### Task instructions
The entries are to be written out again with no differences.

### Exercise data

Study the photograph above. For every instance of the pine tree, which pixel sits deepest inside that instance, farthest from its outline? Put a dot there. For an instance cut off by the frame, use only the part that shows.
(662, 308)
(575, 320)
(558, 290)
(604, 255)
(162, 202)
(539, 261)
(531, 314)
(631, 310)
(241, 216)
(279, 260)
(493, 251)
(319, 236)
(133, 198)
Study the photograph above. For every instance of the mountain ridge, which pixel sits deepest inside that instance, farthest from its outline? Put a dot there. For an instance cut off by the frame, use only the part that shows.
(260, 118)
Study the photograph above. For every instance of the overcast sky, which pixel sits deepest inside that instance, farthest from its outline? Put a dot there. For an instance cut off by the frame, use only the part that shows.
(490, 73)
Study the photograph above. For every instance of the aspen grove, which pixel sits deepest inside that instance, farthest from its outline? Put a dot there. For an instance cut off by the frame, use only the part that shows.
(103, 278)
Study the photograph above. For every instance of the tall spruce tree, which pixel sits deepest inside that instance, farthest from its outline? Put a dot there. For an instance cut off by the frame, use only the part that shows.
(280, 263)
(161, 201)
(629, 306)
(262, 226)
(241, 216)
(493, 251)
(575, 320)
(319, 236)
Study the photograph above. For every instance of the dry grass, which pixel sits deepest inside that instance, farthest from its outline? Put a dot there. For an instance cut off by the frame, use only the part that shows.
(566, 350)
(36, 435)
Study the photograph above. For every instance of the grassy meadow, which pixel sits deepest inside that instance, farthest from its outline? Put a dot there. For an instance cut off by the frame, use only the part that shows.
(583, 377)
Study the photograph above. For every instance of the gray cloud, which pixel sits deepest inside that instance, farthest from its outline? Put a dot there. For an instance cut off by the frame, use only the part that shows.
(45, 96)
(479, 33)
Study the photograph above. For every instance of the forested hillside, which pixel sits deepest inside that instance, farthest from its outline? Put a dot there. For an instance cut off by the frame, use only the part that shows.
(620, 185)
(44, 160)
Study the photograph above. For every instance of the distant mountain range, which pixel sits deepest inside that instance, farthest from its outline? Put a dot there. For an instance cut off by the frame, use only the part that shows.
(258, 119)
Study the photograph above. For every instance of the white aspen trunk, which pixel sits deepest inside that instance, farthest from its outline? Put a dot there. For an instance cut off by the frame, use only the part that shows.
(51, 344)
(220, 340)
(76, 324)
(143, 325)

### Result below
Study the photograph above. For every instance of the pine tree, which pixel sits deepest inside that instance, farthest from its outline? Put a dot there. For an instance cut off by the frame, use only the part that shows.
(662, 308)
(575, 320)
(558, 290)
(604, 255)
(162, 202)
(539, 261)
(531, 314)
(631, 310)
(241, 216)
(279, 260)
(493, 251)
(319, 236)
(133, 198)
Study the photograph above. For every instance of the mountain ridge, which pixel sits deepest inside that instance, farthest from its outline? Put a dot there. For an instance cut off by the frame, use only the part that shows.
(260, 118)
Study the photograph above. For every instance of the overcast sky, which pixel sits deepest inside that instance, farthest from its outline? Put a dot there. For an instance cut off by the frame, use only the part that shows.
(490, 73)
Study the photograph above. For every instance of the aspen grove, which pixel sits deepest inside that instance, farthest from its outline? Put a dot there. For an instance cut off by the frame, use only the part that shows.
(103, 278)
Study the photograph above. For every instance of the tall spruce tree, which pixel sits deepest inside that instance, farthest from its outline? Put a dot there. For an instance cut off by the frame, use only the part that shows.
(280, 263)
(161, 201)
(629, 306)
(262, 226)
(241, 216)
(493, 251)
(575, 320)
(319, 236)
Study the photograph above. For every instance of the dry grass, which pixel sits deepest inside that instance, farthest from its outline? Put a dot there. For an instance cut off by the frame, use only the part that shows.
(566, 350)
(36, 435)
Study the photograph above. For every instance of the grassy meadow, which pixel sits deepest inside that instance, farthest from its outline? Put a dot there. For an instance cut off by the frame, use only the part that shows.
(583, 377)
Study the photograph above. For every instance of the gray cloud, which pixel sits deepest inside that instance, farthest from its outline? Put a dot there. For an instance cut off by the frame, use only the part that shows.
(45, 96)
(479, 33)
Study the photograph above. For every instance of the forested hillside, which pixel sits deepest inside that instance, farthest from its outline? Put a dot there. For an instance cut off by the frame, use only the part that shows.
(620, 185)
(44, 160)
Study the photograph above. For every instance of the distant mountain range, which pixel sits deepest inside that instance, farthest from its outline? Put a dot there. For an instance cut off by the frame, use only the part that shows.
(258, 119)
Study the photograph above. For every instance of the white aspen trunk, which pixel sits deepest inside that instance, farthest from its outline? Put a dot there. For an instance cut off by the frame, use only the part that shows.
(51, 344)
(220, 340)
(76, 324)
(143, 325)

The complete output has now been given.